▶ [Required work]
Your answer must be the records below, repeated exactly, with every picture left out.

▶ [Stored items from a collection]

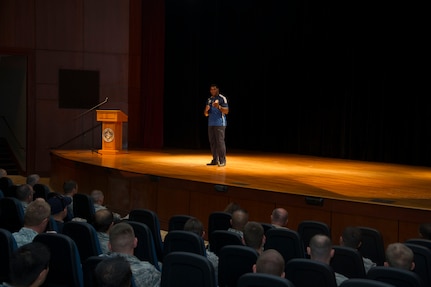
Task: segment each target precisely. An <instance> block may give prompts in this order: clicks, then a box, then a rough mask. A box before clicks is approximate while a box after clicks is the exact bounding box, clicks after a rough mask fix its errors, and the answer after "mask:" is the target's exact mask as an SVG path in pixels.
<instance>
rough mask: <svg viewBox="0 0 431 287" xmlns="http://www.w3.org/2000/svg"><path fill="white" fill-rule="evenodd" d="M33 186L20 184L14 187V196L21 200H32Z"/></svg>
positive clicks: (31, 201)
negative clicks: (32, 186)
mask: <svg viewBox="0 0 431 287" xmlns="http://www.w3.org/2000/svg"><path fill="white" fill-rule="evenodd" d="M33 194H34V191H33V187H32V186H31V185H29V184H21V185H19V186H18V187H17V189H16V197H17V198H18V199H19V200H20V201H23V202H27V203H30V202H32V201H33Z"/></svg>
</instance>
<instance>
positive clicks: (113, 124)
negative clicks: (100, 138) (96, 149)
mask: <svg viewBox="0 0 431 287" xmlns="http://www.w3.org/2000/svg"><path fill="white" fill-rule="evenodd" d="M96 112H97V121H98V122H102V149H101V150H99V152H100V153H102V154H117V153H120V152H122V148H123V139H122V138H123V123H124V122H127V120H128V117H127V115H126V114H125V113H123V112H122V111H120V110H97V111H96Z"/></svg>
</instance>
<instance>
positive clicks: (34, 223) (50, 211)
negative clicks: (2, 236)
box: [24, 198, 51, 226]
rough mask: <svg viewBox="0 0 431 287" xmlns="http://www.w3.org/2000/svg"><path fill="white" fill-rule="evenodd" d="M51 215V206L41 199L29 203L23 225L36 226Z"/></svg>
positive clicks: (27, 207) (36, 199)
mask: <svg viewBox="0 0 431 287" xmlns="http://www.w3.org/2000/svg"><path fill="white" fill-rule="evenodd" d="M50 215H51V206H50V205H49V204H48V202H46V201H45V200H44V199H42V198H38V199H36V200H34V201H32V202H30V203H29V204H28V206H27V208H26V210H25V214H24V225H26V226H37V225H39V224H41V223H42V221H43V220H44V219H46V218H48V217H49V216H50Z"/></svg>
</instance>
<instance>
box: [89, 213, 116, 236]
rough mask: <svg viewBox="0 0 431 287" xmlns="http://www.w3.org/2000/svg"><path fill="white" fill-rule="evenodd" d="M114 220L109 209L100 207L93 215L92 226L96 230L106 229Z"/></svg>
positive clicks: (109, 226) (98, 230)
mask: <svg viewBox="0 0 431 287" xmlns="http://www.w3.org/2000/svg"><path fill="white" fill-rule="evenodd" d="M113 222H114V214H113V213H112V212H111V211H110V210H109V209H100V210H98V211H96V213H95V215H94V228H95V229H96V231H98V232H106V231H108V229H109V227H110V226H111V224H112V223H113Z"/></svg>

▶ [The answer]
Task: segment each target precisely. An <instance> block may give prompts in this order: clicks, then a box, then a rough mask. A box before clicks is approximate while a box after clicks is the exact bounding box, clicks after a rough mask fix its errors, and the answer after "mask:" is the target's exact mask as an SVG path in pixels.
<instance>
rough mask: <svg viewBox="0 0 431 287" xmlns="http://www.w3.org/2000/svg"><path fill="white" fill-rule="evenodd" d="M33 186L20 184L14 187V196L21 200H32Z"/></svg>
positive clicks: (31, 201)
negative clicks: (32, 186)
mask: <svg viewBox="0 0 431 287" xmlns="http://www.w3.org/2000/svg"><path fill="white" fill-rule="evenodd" d="M33 194H34V191H33V187H32V186H31V185H29V184H21V185H19V186H18V187H17V189H16V197H17V198H18V199H19V200H20V201H23V202H27V203H30V202H32V201H33Z"/></svg>
</instance>
<instance>
positive clicks: (113, 124)
negative clicks: (100, 138) (96, 149)
mask: <svg viewBox="0 0 431 287" xmlns="http://www.w3.org/2000/svg"><path fill="white" fill-rule="evenodd" d="M96 112H97V121H98V122H102V149H101V150H99V152H100V153H102V154H117V153H120V152H122V148H123V139H122V138H123V123H124V122H127V120H128V117H127V115H126V114H125V113H123V112H122V111H120V110H97V111H96Z"/></svg>
</instance>
<instance>
positive clicks: (34, 223) (50, 211)
negative clicks: (2, 236)
box: [24, 198, 51, 226]
rough mask: <svg viewBox="0 0 431 287" xmlns="http://www.w3.org/2000/svg"><path fill="white" fill-rule="evenodd" d="M51 215V206L41 199L29 203L23 225L36 226Z"/></svg>
positive clicks: (27, 207) (36, 199)
mask: <svg viewBox="0 0 431 287" xmlns="http://www.w3.org/2000/svg"><path fill="white" fill-rule="evenodd" d="M50 215H51V206H50V205H49V204H48V202H46V201H45V200H44V199H42V198H38V199H36V200H34V201H32V202H30V203H29V204H28V206H27V208H26V210H25V214H24V225H26V226H37V225H39V224H41V223H42V221H43V220H44V219H46V218H48V217H49V216H50Z"/></svg>
</instance>
<instance>
box: [89, 213, 116, 236]
rough mask: <svg viewBox="0 0 431 287" xmlns="http://www.w3.org/2000/svg"><path fill="white" fill-rule="evenodd" d="M114 220L109 209L100 207L93 215L92 226L96 230L106 229Z"/></svg>
positive clicks: (109, 226) (98, 230)
mask: <svg viewBox="0 0 431 287" xmlns="http://www.w3.org/2000/svg"><path fill="white" fill-rule="evenodd" d="M113 222H114V214H113V213H112V212H111V211H110V210H109V209H100V210H98V211H96V213H95V215H94V228H95V229H96V231H98V232H106V231H108V229H109V227H110V226H111V224H112V223H113Z"/></svg>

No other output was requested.